In this case, however, the principal care receiver was an object, not a human being. In this context, Maria Puig de la Bellacasa (2017), taking Tronto’s (1993) work as a starting point, extended the notion of care to a “more than human only” matter, to cover both techno-scientific assemblages and nature-cultures.Footnote 19 In Puig de la Bellacasa’s posthumanist ethics, the work of caring implies a material engagement with a world that touches as much as it is touched and therefore transforms the caregiver; the emotional attachments participants formed over time with Hout Auto and its maintenance, both positive and negative, are examples of such mutual transformation. The way she conceives of a non-normative, situated ethicality or ethos guiding caregivers, rather than in terms of pre-existing rules or guidelines, is also fruitful for the appreciation of the tentative, open-ended attitude of the deliberations, which mirrored the unprecedented aspect of the ethical questions at stake. She tries to formulate ethics in a way that avoids normative stances but still recognizes obligations—not as moral principles but as intensities and gradations of ethicality: “Ethical obligations of care have a contingent necessity that emerges from material and affective constraints [of a specific situation] rather than moral orders” (op. cit., p. 152). It is ethos that grounds ethical principles rather than following them (ibid., p. 127), in a process of world-making that creates new possibilities and constraints when it responds to existing ones. “Practices create a relational ethos with a world, a process through which material constraints are co-created […]. In turn, constraints recreate relational, situated possibilities and impossibilities” (Ibid., p. 153). In other words: a new scenario for Hout Auto, designed to respond to the constraints of the current problematic situation, will create new care-giving practices, new webs of care, new constellations of equipment, skills and people. This will in turn create new possibilities for the unfolding of the work and, without doubt, new constraints and problems.

As a practice in its own right, we could conclude that the specific role of the SBMK Platform meetings could be phrased in terms of their contribution to the aspect of caring with: in creating a culture of plurality, communication, trust and respect, and solidarity. This makes the middle-ranging work of the SBMK Platform meetings more than procedural. Although they work with a specific protocol, the Decision-Making Model, their impact is more pervasive. They set the stage for an open discussion in an atmosphere of respect, trust and solidarity in which all aspects of care can be addressed from a plurality of perspectives. The analysis of the Platform deliberations has shown that the meetings proceed through a variety of forms of moral deliberation, which facilitates the articulation of a broad range of concerns: not only technical and ethical dilemmas come to the fore, but also emotional ones. General ethical guidelines and principles are not absent in the moral reasoning surrounding the care for the work, neither on the work floor nor in the middle-range deliberations developed in the meetings, but take the form of incorporated professional attitudes, an ethos giving a general direction to rather than imposing specific ways of dealing with the work. The variety of deliberative techniques enables the mapping of the complex relational web that Hout Auto is part of and the alterations it will go through within a changed practice of care-giving. It is by enabling the articulation of a wide range of considerations that the SBMK fosters an ethos of attentiveness, responsibility, competence, responsiveness, respect and trust that supports the continued flourishing of works of contemporary art.

Stored data entries

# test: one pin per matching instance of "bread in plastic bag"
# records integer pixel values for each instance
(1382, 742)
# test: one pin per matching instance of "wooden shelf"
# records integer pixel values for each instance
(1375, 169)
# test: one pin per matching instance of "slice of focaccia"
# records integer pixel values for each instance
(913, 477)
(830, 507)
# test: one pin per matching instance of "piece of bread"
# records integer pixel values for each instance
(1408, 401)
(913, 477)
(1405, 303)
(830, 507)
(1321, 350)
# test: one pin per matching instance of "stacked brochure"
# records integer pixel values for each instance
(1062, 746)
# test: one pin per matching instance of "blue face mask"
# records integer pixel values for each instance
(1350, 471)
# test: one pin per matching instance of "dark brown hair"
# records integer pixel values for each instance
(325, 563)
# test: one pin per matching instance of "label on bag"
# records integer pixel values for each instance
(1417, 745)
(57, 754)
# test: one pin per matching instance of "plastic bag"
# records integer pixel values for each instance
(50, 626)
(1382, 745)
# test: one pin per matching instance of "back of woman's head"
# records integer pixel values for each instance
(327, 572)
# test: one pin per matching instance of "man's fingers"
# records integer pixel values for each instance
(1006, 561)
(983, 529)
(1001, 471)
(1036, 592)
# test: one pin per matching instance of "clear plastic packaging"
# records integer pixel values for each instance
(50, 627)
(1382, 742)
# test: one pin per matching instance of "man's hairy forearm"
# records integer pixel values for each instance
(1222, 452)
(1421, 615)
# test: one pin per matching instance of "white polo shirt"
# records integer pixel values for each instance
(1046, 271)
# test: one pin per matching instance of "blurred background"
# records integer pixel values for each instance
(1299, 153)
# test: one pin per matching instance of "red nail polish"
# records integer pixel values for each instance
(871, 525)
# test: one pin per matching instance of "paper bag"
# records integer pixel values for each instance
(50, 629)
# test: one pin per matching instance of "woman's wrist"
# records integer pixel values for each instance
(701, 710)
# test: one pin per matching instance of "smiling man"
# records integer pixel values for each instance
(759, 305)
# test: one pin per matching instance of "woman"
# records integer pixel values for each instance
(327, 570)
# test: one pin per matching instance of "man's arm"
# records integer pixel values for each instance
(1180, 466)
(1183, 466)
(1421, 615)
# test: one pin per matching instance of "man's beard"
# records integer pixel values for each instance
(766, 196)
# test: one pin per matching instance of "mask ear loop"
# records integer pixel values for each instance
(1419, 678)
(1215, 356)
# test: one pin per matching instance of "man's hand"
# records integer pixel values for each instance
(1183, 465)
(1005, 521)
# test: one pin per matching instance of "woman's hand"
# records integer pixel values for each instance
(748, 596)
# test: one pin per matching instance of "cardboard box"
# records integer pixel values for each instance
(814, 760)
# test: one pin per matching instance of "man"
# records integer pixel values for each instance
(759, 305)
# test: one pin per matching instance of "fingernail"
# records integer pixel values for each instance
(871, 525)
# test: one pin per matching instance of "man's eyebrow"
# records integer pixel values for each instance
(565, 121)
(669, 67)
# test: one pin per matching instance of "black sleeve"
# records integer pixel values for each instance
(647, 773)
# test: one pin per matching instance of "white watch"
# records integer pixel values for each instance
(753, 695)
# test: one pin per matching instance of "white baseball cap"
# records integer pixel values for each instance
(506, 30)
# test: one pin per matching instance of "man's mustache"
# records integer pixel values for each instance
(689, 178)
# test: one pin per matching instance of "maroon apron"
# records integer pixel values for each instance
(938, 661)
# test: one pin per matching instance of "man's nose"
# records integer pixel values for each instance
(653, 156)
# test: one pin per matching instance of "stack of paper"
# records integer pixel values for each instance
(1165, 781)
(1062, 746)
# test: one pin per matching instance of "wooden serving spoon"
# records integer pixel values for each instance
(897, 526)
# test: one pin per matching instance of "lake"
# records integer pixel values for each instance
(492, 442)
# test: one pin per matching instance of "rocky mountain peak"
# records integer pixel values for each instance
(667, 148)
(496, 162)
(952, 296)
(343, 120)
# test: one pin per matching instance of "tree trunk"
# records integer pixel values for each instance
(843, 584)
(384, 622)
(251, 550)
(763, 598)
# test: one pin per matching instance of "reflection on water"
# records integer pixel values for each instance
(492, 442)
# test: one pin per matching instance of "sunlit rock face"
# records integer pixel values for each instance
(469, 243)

▶ **What to do**
In one to three sentences, explain why, in the passage on caring for Hout Auto, the work of caring transforms the caregiver in Puig de la Bellacasa's posthumanist ethics.

▶ **Result of this exercise**
In Puig de la Bellacasa's posthumanist ethics, caring implies a material engagement with a world that touches as much as it is touched. Because the caregiver is touched by that world in return, the caregiver is transformed.